⟨

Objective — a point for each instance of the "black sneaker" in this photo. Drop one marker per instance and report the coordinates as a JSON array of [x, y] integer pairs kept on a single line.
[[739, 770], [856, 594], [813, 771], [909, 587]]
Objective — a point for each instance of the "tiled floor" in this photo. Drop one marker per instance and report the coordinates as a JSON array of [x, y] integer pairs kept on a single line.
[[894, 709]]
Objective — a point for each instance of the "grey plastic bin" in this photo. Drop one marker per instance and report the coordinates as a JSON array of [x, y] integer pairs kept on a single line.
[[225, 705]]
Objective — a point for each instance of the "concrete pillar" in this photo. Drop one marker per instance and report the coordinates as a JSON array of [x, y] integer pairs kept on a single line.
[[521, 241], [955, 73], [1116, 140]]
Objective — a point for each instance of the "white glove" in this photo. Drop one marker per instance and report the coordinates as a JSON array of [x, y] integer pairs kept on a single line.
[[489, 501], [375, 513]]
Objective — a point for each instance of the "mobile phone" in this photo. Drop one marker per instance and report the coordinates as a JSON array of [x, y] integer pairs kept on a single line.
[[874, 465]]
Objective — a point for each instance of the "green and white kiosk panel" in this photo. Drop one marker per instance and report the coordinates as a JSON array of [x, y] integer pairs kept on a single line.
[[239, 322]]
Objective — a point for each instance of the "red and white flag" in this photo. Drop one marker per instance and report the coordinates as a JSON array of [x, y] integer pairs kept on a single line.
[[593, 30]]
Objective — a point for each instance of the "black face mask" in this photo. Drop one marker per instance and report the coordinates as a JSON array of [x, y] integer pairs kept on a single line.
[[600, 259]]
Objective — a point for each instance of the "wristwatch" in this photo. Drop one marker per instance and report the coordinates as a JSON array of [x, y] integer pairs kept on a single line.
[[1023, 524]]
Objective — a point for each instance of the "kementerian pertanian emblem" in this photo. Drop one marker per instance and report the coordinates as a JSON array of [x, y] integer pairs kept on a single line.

⟩

EXERCISE DESCRIPTION: Set down the entire listing once more, keeping every line exactly as it reads.

EXERCISE OUTPUT:
Objective — a point for each instance of the "black sneaker" in this photo. Drop one marker per instance and report the coordinates as a JSON array of [x, y] integer pairs kept on a single line.
[[739, 770], [856, 594], [813, 771], [909, 587]]
Objective — a point for each instance of the "tiled floor" in this photo. Drop one marker per instance and report the coordinates as a JSON array of [x, y] integer pairs kept on a single line.
[[894, 709]]
Objective — a point for each instance of the "grey plastic bin" in this photo. Drop one marker per instance and report the coordinates as a JSON array of [x, y] integer pairs kept on a single line.
[[225, 705]]
Objective — a point for each instance of the "concrete pillar" in this photo. Drop one marker per instance and report the coordinates as a JSON array of [x, y] integer pairs kept on a single line.
[[521, 241], [955, 73], [1116, 140]]
Objective — a point for each instance of the "white glove" in this photo. Drop one marker per instance and report the coordinates as a JSON array of [x, y] integer pairs kept on a single line.
[[489, 501], [375, 513]]
Objective — a point for each instance of the "mobile phone" in this photo. Drop one marker per instance and report the coordinates as a JSON array of [x, y] integer pairs kept on a single line.
[[874, 465]]
Objective — a point for each instance of the "green and white kiosk panel" in this photo. Drop one marker per instance and report the coordinates as a JSON array of [x, y] integer pairs kept on a single line.
[[239, 322]]
Objective — a point for each instance of the "red and white flag" in this photo. Drop one marker per instance and report the coordinates as a JSON array of [x, y] integer pairs kept on a single line.
[[593, 30]]
Objective — a point for each instance of the "black face mask" in this photo. Drop one marker per instance and report the coordinates as a JSON array of [x, y] integer pairs kept on a single line.
[[600, 259]]
Objective — a point for each instance of the "wristwatch" in this photo. Drop one marker per instance and report the coordinates as a JSON array of [x, y] integer pairs kept on a single line.
[[1023, 524]]
Objective — a point for each instance of the "kementerian pertanian emblem" in this photo. Drop one marker per instance and report the coordinates as a JSON array of [x, y] integer pairs kept on a single line.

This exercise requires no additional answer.